Fragmentos del conjunto de datos de anotación de ubicaciones:
● ● ●

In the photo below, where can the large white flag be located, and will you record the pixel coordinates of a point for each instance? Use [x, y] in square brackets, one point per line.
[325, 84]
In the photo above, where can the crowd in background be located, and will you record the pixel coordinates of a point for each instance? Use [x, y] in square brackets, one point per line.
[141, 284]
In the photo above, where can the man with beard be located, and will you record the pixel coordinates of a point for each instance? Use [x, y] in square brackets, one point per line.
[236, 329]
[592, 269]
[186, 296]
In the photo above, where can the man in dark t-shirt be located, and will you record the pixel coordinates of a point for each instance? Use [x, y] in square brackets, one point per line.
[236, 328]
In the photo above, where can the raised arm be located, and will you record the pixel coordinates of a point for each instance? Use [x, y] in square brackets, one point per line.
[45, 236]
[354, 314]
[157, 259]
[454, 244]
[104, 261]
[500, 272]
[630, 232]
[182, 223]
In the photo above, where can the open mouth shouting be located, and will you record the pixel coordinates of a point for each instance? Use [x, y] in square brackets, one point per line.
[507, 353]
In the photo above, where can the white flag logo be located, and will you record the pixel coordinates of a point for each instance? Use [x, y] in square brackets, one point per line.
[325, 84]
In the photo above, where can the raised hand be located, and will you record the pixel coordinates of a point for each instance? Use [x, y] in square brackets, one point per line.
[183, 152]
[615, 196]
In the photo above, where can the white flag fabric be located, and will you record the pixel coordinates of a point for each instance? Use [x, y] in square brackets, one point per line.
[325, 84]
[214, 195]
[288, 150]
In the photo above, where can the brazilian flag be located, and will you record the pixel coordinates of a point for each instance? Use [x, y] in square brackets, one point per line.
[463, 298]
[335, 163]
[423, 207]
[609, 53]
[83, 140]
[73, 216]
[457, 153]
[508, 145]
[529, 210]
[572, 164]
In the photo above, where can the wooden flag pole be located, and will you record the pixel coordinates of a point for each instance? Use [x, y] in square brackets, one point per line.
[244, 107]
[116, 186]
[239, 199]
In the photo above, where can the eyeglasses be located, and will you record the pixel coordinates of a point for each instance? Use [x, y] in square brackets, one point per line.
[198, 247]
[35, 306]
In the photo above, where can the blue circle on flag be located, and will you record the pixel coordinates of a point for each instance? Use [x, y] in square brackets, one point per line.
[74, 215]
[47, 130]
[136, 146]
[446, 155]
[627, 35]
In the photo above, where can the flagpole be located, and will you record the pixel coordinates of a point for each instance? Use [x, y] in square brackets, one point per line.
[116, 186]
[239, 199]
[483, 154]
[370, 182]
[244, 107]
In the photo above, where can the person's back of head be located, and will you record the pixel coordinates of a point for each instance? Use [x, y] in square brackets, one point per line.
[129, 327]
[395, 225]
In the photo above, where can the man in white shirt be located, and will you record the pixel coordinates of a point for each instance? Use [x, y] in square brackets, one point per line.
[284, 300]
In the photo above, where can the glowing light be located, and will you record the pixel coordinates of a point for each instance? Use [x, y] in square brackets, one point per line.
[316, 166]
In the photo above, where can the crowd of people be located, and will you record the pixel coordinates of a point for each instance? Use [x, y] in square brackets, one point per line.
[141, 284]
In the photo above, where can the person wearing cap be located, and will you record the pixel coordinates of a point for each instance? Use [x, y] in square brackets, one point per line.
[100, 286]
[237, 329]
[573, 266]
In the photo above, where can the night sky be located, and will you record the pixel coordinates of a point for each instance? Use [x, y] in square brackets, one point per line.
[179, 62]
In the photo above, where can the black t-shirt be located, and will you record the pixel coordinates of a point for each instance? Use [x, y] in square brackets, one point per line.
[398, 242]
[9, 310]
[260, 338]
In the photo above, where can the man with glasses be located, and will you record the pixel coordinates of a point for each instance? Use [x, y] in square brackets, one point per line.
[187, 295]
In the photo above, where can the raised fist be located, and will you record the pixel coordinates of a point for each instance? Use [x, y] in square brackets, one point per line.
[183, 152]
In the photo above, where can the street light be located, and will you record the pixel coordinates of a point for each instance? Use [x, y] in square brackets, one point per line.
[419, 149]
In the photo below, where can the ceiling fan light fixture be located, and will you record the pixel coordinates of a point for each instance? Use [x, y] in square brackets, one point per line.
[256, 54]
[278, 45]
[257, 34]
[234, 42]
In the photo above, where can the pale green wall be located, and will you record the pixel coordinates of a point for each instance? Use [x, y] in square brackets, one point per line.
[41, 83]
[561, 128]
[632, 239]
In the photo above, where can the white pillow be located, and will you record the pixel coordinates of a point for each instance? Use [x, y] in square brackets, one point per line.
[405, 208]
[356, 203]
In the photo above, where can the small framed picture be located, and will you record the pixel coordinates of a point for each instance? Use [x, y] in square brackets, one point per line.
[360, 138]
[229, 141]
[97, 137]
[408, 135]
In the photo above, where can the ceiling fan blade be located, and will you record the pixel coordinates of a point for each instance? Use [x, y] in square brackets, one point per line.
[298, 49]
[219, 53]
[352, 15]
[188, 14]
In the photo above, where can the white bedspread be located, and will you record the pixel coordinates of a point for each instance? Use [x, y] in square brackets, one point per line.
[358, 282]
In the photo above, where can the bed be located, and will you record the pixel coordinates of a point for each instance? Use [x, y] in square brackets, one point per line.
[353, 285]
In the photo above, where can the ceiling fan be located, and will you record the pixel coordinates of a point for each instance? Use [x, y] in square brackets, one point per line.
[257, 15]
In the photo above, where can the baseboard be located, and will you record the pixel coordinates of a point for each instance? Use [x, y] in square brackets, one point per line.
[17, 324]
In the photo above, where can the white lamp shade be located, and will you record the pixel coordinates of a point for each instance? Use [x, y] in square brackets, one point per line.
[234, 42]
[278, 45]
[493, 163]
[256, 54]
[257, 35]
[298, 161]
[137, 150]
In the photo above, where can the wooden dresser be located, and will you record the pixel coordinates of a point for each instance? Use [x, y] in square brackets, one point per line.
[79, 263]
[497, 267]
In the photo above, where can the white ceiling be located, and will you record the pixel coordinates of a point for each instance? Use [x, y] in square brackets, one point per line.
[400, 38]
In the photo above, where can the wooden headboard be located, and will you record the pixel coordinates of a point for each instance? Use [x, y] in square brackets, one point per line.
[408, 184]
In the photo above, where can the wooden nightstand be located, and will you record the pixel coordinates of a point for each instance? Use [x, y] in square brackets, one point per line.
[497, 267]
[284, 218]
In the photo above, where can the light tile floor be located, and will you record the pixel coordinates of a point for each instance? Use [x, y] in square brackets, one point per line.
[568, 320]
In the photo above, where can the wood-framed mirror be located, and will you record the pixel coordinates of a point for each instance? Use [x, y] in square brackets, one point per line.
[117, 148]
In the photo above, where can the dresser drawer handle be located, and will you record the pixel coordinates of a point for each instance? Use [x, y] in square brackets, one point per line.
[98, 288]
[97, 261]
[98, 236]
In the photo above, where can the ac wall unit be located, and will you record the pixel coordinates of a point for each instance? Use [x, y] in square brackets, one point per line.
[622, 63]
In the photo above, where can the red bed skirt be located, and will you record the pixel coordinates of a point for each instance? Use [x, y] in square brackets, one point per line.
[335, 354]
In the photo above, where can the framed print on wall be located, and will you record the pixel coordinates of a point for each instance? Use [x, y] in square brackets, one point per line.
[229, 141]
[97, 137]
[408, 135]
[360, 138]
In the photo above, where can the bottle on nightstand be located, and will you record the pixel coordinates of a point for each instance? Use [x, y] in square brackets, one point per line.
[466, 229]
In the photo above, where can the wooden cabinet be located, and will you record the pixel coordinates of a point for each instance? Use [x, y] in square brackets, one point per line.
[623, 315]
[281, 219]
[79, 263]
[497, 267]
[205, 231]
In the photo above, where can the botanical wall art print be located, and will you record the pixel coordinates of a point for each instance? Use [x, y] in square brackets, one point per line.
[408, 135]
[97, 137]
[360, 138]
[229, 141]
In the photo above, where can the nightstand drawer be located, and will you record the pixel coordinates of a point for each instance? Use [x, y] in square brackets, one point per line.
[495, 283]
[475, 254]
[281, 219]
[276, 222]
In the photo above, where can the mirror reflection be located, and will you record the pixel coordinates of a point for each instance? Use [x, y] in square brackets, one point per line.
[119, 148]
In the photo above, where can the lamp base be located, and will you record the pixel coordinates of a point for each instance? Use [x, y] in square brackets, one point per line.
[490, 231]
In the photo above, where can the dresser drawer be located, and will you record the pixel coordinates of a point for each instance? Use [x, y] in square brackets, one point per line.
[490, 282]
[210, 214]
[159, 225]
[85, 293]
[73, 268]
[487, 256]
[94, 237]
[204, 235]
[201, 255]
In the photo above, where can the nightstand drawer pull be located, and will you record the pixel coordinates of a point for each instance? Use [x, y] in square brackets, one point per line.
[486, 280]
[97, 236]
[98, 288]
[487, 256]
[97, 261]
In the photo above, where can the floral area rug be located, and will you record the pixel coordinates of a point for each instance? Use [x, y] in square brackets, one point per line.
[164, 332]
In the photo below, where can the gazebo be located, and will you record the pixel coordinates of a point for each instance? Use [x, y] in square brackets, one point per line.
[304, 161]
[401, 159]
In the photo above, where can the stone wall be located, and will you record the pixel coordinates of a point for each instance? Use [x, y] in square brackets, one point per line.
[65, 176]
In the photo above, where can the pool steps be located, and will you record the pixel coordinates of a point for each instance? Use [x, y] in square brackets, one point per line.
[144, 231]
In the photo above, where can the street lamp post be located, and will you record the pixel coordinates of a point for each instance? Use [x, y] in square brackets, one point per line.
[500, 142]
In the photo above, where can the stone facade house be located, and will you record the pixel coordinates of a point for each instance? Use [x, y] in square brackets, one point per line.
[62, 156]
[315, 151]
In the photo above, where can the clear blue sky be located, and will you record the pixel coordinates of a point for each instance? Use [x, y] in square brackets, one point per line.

● ● ●

INSTRUCCIÓN:
Copia de nuevo solo las filas que van desde la que contiene "In the photo above, where can the stone facade" hasta el final de las filas, ambas incluidas, y renombra "clear blue sky" como "overcast gray sky" sin alterar nada más.

RESPUESTA COMPLETA:
In the photo above, where can the stone facade house be located, and will you record the pixel coordinates of a point for each instance? Use [x, y] in square brackets, one point per line.
[62, 156]
[315, 151]
In the photo above, where can the overcast gray sky be located, and will you record the pixel coordinates of a point for each instance? Use [x, y] in square brackets, one point per line.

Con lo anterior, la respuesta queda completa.